**Task:**
Please present the lines of all the records below as a numbered list, skipping blank lines and leaving out the pictures.

**Saved entries:**
** start **
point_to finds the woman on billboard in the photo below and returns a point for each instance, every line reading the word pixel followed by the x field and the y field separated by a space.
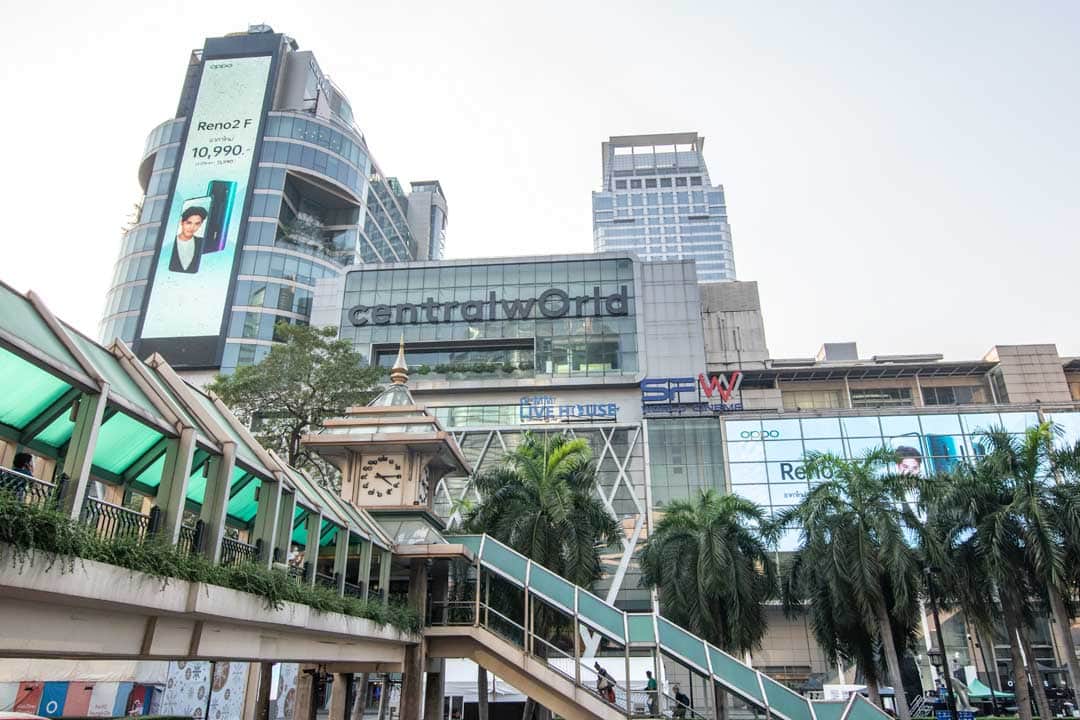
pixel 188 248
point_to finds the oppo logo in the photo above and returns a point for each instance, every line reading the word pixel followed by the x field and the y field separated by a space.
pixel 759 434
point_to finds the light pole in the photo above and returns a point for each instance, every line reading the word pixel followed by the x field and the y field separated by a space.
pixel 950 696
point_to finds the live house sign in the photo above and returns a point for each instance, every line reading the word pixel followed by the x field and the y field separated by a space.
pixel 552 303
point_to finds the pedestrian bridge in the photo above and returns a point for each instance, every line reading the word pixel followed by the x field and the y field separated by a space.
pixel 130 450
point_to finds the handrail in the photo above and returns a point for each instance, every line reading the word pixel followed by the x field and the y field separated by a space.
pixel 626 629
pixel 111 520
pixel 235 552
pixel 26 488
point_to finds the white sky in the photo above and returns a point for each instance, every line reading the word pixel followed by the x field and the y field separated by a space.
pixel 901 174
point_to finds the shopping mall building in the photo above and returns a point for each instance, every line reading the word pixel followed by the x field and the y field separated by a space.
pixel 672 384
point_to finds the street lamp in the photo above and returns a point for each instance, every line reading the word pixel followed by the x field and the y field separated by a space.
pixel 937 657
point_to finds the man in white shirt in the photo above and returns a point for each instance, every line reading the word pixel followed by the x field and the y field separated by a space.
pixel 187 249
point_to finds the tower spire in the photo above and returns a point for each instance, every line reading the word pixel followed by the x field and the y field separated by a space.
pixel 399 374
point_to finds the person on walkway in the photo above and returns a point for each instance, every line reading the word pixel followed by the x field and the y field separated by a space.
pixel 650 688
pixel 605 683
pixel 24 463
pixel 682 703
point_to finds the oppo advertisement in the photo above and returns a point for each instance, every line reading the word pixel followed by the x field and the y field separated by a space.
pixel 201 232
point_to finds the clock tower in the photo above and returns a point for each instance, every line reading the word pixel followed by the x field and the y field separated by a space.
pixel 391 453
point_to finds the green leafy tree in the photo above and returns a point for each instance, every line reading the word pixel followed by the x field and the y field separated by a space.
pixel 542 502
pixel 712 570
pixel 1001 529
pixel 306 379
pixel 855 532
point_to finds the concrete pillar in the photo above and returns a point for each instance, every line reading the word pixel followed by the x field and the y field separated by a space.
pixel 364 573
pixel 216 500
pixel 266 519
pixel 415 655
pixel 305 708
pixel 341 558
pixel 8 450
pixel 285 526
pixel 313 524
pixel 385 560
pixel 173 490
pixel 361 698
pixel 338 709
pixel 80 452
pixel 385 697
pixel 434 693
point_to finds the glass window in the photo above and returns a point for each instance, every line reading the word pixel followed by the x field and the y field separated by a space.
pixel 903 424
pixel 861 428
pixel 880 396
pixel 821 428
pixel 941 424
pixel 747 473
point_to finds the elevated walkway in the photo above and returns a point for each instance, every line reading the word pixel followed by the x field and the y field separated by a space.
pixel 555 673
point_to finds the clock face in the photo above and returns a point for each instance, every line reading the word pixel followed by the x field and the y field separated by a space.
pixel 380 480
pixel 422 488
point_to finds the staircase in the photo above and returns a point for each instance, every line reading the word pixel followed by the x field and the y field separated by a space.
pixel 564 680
** end **
**The output:**
1. point_to finds the woman on billboard in the photo below and returns a point for each instance, every line reading the word pixel followed by the x field and the y field separated by a space.
2. pixel 188 248
3. point_to finds the oppo logo in the photo above and returns a point for each instance, every line reading the word pixel followed by the x field and the y field separated by a space.
4. pixel 759 434
5. point_to finds the light pole in the photo above and returns a point for each instance, every line reading the word pixel followed by the x field and the y field separated by a space.
6. pixel 950 696
7. point_to finds the live house sign in the photo above and returns a point for each instance, every line reading the word pixel followed by the x field and the y field separated by a space.
8. pixel 552 303
9. point_to finds the pedestrian bridge in the photo above and returns a point for each instance, every line reading the word pixel followed by the x field and the y field separated by a space.
10. pixel 130 450
11. point_to finds the handrail in the photo above and returns a point for each instance, every line reading the word pixel followed by the x field and the y field separated by a space.
12. pixel 626 629
13. pixel 111 520
14. pixel 235 552
15. pixel 26 488
16. point_to finds the white sky in the photo above and returns a point for each instance, every line reading the word pixel followed by the x field and the y field separated by a space.
17. pixel 901 174
18. point_to finds the shopping mall building in the photo above and returns a point for each instance, every line reading the word pixel followed by the x field and the y field separated by a space.
19. pixel 672 384
20. point_to finds the street lamp in the photo above and returns a point for each instance, every line reading the word pixel followed by the x field and the y field separated by a space.
21. pixel 937 657
22. point_to finds the man in white shirt in the photo above and returns a point for each instance, every line reading the word pixel followed by the x field and the y field separated by a space.
23. pixel 187 249
24. point_to finds the tower spire in the photo above and returns a point for each instance, every line reading the word pixel followed by the x field and the y field separated by a space.
25. pixel 399 374
26. point_to finds the person on walkway in the photo above and returns a point for each instance, every line reading the word pixel followed by the x field and the y field separated by a space.
27. pixel 650 688
28. pixel 605 683
29. pixel 24 463
30. pixel 682 703
31. point_to finds the oppo advertisement in the photo above and returns a point for each instance, every line reading the word pixel followed by the x field and the y field separated by a space.
32. pixel 201 232
33. point_to finds the clock tower in the photo above and returns a point for each instance, every line reading the word pixel followed by the x field and the y field separated by a space.
34. pixel 391 453
35. point_to finds the green leafy tree in the photo above and returns a point for each instance, every line reading the word pixel followed by the x field and the y field separated by a space.
36. pixel 542 502
37. pixel 712 570
38. pixel 1001 529
39. pixel 306 379
40. pixel 855 532
41. point_to finds the concrete pillar in the photo above and returns a point for each instance, every line reading the word pixel followed by the x field and the y field separated by a space.
42. pixel 364 573
43. pixel 216 500
44. pixel 266 519
45. pixel 415 655
46. pixel 305 708
47. pixel 341 558
48. pixel 8 450
49. pixel 285 526
50. pixel 313 524
51. pixel 385 560
52. pixel 173 490
53. pixel 361 698
54. pixel 338 709
55. pixel 80 452
56. pixel 385 697
57. pixel 434 693
58. point_to finds the glass window in the photo above and returns a point for each instance, every line reading the word pixel followed by the x field and the y field separated by a space.
59. pixel 903 424
60. pixel 861 428
61. pixel 880 396
62. pixel 821 428
63. pixel 941 424
64. pixel 747 473
65. point_to finds the elevated walkway in the photo above and returns a point for each instance, every line reading the word pixel followed by the x field and the y field separated by a space.
66. pixel 555 673
67. point_to finds the clock face in the photo above and returns a point for each instance, every line reading the word pixel followed by the x field and the y field separated by a space.
68. pixel 380 480
69. pixel 422 488
70. point_to finds the staircase in the photo above and returns a point for each instance, every line reading the word pixel followed by the x field and the y field separated by a space.
71. pixel 564 680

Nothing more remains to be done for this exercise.